**Your task**: Copy out the complete article about the Chicago magic venue below, word for word.

**Page text**:
"""

In the heart of Chicago's Michigan Avenue, the historic McCormick mansion has shed its skin as a stodgy steakhouse to become something far more ephemeral. Following a $50 million investment by venture capitalist Glen Tullman, the Gilded Age landmark has been reimagined as The Hand & The Eye, a 35,000-square-foot temple of prestidigitation that now stands as the largest magic venue in the world.

The transformation, executed by architecture firm Rockwell Group and design powerhouse Pentagram, replaces the lukewarm prime rib and white tablecloths of the building's previous tenant with a choreographed sequence of wonder. Guests entering the lobby are greeted not by a host, but by sliding wooden doors and ringing telephones — the first cues in a three-hour, no-cameras-allowed journey that moves through intimate parlors and grand theaters. It is a meticulous exercise in adaptive reuse, preserving the mansion's bones while layering in the technical infrastructure required for world-class illusion.

Designing for Disappearance

The choice of collaborators signals ambition beyond novelty. Rockwell Group, led by David Rockwell, has built a reputation on immersive theatrical environments — its portfolio spans Broadway set design, the Nobu restaurant empire, and large-scale installations that blur the line between architecture and performance. Pentagram, one of the world's most recognized independent design consultancies, brings a rigor in branding and spatial identity that few firms can match. Together, the two practices faced a distinctive brief: design a space where the architecture itself must participate in deception, guiding attention toward certain details while concealing the mechanical and structural systems that make illusions possible.

"""

**Entries supplied**:
"""

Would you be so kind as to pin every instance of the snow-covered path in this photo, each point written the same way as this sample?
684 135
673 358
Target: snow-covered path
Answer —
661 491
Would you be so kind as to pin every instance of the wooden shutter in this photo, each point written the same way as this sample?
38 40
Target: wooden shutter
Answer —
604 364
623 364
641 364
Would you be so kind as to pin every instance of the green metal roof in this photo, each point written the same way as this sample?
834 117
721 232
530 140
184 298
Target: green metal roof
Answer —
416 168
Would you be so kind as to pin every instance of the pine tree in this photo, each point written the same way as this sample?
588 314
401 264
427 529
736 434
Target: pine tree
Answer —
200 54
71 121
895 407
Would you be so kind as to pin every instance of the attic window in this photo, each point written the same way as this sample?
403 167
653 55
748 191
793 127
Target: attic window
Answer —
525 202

"""

**Task solution**:
In the heart of Chicago's Michigan Avenue, the historic McCormick mansion has shed its skin as a stodgy steakhouse to become something far more ephemeral. Following a $50 million investment by venture capitalist Glen Tullman, the Gilded Age landmark has been reimagined as The Hand & The Eye, a 35,000-square-foot temple of prestidigitation that now stands as the largest magic venue in the world.

The transformation, executed by architecture firm Rockwell Group and design powerhouse Pentagram, replaces the lukewarm prime rib and white tablecloths of the building's previous tenant with a choreographed sequence of wonder. Guests entering the lobby are greeted not by a host, but by sliding wooden doors and ringing telephones — the first cues in a three-hour, no-cameras-allowed journey that moves through intimate parlors and grand theaters. It is a meticulous exercise in adaptive reuse, preserving the mansion's bones while layering in the technical infrastructure required for world-class illusion.

Designing for Disappearance

The choice of collaborators signals ambition beyond novelty. Rockwell Group, led by David Rockwell, has built a reputation on immersive theatrical environments — its portfolio spans Broadway set design, the Nobu restaurant empire, and large-scale installations that blur the line between architecture and performance. Pentagram, one of the world's most recognized independent design consultancies, brings a rigor in branding and spatial identity that few firms can match. Together, the two practices faced a distinctive brief: design a space where the architecture itself must participate in deception, guiding attention toward certain details while concealing the mechanical and structural systems that make illusions possible.